= What is expected =
Could you set down the listing below exactly, leaving out its pictures?

Top of Entries supplied

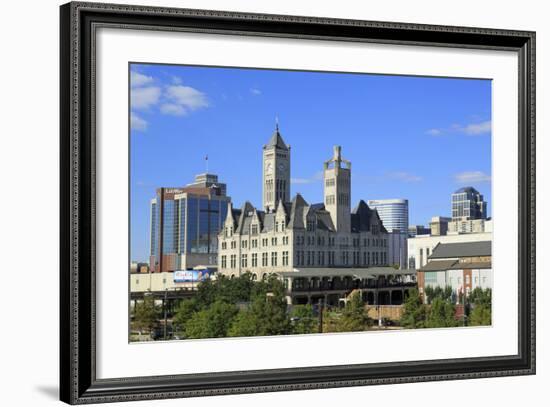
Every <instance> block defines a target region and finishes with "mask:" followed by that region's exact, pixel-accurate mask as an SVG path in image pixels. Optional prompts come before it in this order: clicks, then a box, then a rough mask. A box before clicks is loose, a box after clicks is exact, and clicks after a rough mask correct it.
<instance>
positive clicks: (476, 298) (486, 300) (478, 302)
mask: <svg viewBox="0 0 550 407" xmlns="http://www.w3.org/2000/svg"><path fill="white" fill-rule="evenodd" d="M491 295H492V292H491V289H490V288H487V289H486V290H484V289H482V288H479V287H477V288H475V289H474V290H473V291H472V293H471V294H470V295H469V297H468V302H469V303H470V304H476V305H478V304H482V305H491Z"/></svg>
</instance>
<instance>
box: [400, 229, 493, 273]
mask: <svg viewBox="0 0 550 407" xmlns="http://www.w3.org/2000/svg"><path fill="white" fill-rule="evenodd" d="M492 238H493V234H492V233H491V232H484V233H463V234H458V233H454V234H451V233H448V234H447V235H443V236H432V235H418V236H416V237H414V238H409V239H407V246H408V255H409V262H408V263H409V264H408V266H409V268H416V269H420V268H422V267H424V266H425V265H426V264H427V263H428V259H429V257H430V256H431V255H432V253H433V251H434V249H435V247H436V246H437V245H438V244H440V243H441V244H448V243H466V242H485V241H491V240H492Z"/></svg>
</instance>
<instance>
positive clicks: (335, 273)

Bottom of Entries supplied

= Output for this task =
Every <instance> block defines a target region and finishes with "mask:" followed by that region's exact, pixel-accurate mask as an SVG path in image pixels. Optional prompts come before it in this order: clicks, then a box, then a rough mask. A box before clicks is loose, a box after clicks is exact, and clicks after a rough mask correct it.
<instance>
positive clicks: (476, 298) (486, 300) (478, 302)
mask: <svg viewBox="0 0 550 407" xmlns="http://www.w3.org/2000/svg"><path fill="white" fill-rule="evenodd" d="M491 295H492V292H491V289H490V288H487V289H486V290H484V289H482V288H479V287H477V288H475V289H474V290H473V291H472V293H471V294H470V295H469V297H468V302H469V303H470V304H476V305H478V304H482V305H491Z"/></svg>
</instance>
<instance>
box: [400, 229, 493, 273]
mask: <svg viewBox="0 0 550 407" xmlns="http://www.w3.org/2000/svg"><path fill="white" fill-rule="evenodd" d="M492 238H493V234H492V233H491V232H484V233H463V234H458V233H454V234H451V233H448V234H447V235H443V236H432V235H418V236H416V237H414V238H409V239H407V246H408V255H409V262H408V263H409V264H408V266H409V268H416V269H420V268H422V267H424V266H425V265H426V264H427V263H428V259H429V257H430V256H431V255H432V253H433V251H434V249H435V247H436V246H437V245H438V244H440V243H441V244H448V243H466V242H485V241H491V240H492Z"/></svg>
</instance>
<instance>
positive clicks: (335, 273)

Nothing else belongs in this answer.